═════ TEKSTFRAGMENT ═════
Vespers in de abdij van Westvleteren : een unieke en deugddoende ervaring
Op de foto, in witte pij, links vader abt en rechts een monnik die ik ken van toen ik op het seminarie studeerde, hij was er toen gaststudent. Deze foto is genomen te Brugge, nav de H. Bloedprocessie (wellicht een paar jaar geleden).
Gisteren was ik in mijn mooie Westhoek. Doel was de vespers bijwonen in de abdij van Westvleteren. Een heel vriendelijke en hartelijke pater-portier opent de deur. We babbelen over van alles en nog wat, vooral over de nieuwbouw die net af is.
Een groot deel van de oude abdijgebouwen is reeds afgebroken en binnenkort volgt nog een immens gebouw. Spijtig enerzijds, anderzijds is het goed dat de paters het nu wat comfortabeler zullen hebben. Ik geloof immers dat het niet de bedoeling kan zijn om als Trappist zoveel mogelijk 'af te zien', asceet te 'spelen...
Ondanks de immense bouwwerken die achter de rug zijn blijven de monniken zichzelf, ze hebben natuurlijk wel hinder ondervonden van de vele werkzaamheden maar wisten uiteraard dat dit maar voor een korte tijd zou zijn. Nu is men verhuisd naar de nieuwe gebouwen en is het wat wennen.
═════
CONTROLEER JE BEGRIP.
[1] Beantwoord op basis van het tekstfragment over de abdij van Westvleteren de volgende vragen:
(a) In welke stad is de foto genomen, en bij welke gelegenheid?
(b) Wie opent in de abdij de deur?
(c) Waarheen zijn de monniken inmiddels verhuisd?
[2] Schrijf het tekstfragment over de abdij van Westvleteren verder, aansluitend op de laatste getoonde zin.
═════ AANGELEVERDE GEGEVENS ═════
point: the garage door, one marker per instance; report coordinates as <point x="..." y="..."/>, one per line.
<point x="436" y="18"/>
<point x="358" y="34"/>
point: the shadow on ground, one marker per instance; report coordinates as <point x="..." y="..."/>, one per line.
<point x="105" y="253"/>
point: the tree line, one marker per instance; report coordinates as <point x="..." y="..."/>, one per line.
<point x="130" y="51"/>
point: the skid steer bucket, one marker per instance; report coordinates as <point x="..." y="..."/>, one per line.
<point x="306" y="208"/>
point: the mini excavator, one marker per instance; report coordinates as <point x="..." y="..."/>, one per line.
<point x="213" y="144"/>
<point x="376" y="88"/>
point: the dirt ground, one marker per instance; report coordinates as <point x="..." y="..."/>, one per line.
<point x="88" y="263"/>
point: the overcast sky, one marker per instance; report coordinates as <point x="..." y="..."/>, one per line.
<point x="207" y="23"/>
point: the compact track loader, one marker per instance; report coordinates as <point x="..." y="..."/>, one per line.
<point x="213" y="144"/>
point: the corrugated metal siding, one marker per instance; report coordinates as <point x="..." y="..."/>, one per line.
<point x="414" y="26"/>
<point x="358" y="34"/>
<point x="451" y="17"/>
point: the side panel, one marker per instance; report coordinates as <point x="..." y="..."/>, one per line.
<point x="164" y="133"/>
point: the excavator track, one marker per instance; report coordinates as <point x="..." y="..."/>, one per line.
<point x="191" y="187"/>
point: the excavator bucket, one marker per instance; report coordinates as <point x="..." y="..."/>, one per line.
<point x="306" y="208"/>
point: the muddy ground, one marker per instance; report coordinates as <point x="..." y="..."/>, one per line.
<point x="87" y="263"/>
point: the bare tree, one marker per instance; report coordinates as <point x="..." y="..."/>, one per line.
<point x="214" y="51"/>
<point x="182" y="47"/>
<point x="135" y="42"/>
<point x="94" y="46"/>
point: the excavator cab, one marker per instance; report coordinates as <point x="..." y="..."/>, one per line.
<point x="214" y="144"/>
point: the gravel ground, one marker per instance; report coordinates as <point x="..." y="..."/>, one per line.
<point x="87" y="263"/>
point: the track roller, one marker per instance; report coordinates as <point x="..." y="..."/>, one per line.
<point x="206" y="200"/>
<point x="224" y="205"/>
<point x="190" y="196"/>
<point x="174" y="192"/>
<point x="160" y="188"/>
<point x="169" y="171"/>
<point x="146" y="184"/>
═════
ANTWOORDEN BIJ OEFENINGEN.
[1]
(a) Te Brugge, naar aanleiding van de H. Bloedprocessie.
(b) Een pater-portier.
(c) Naar de nieuwe gebouwen.

[2]
Eventjes nam ik een kijkje in het resterende grote gebouw dat heel binnenkort gesloopt wordt. Heel eenvoudig allemaal maar heel indrukwekkend. Alles is tijdelijk... Volgens Bob Van Reeth, de architect van het nieuwe abdijcomplex, kan men zeker vierhonderd jaar verder... En abt Manu spreekt de hoop uit dat er over vierhonderd jaar hier nog steeds Trappisten mogen wonen.
De klok luidt voor de vespers. Ik begeef me dnaar de grote stemmige kerk, stemmig omdat er bijna niets in staat. Enkel zitbanken, het altaar en het orgel. En de vele monniken die een diepe rust uitstralen, wat moeten dat gelukkige mensen zijn! De monniken komen druppelsgewijs binnen. Twee broeders zitten in een karretje. Eentje is er net honderd geworden. Hij is wat onrustig maar dat zal beteren zodra de zang begint. De paters zorgen heel goed voor hun hoogbejaarden, tijdens de vespers kijken ze regelmatig of alles in orde is met hen.
Vader abt klopt met de hand op zijn bank, teken dat de vespers beginnen. Een monnik bespeelt het orgel op meesterlijke wijze. Ter meerdere eer en glorie van God, door de sobere verzorgde orgelbegeleiding is de zang nog veel mooier.
Vader abt lijkt wat vermoeid. Op een paar jaar tijd heeft hij volgens mij tien jaar geleefd. Hier weet men wat gastvrijheid is. Iedereen is hier welkom : in de totaal ontredderde mens die hier een tijdje terug hulp vroeg zag hij het gelaat van de getormenteerde, door iedereen verlaten en gekruisigde Christus! Wie doet het hem na?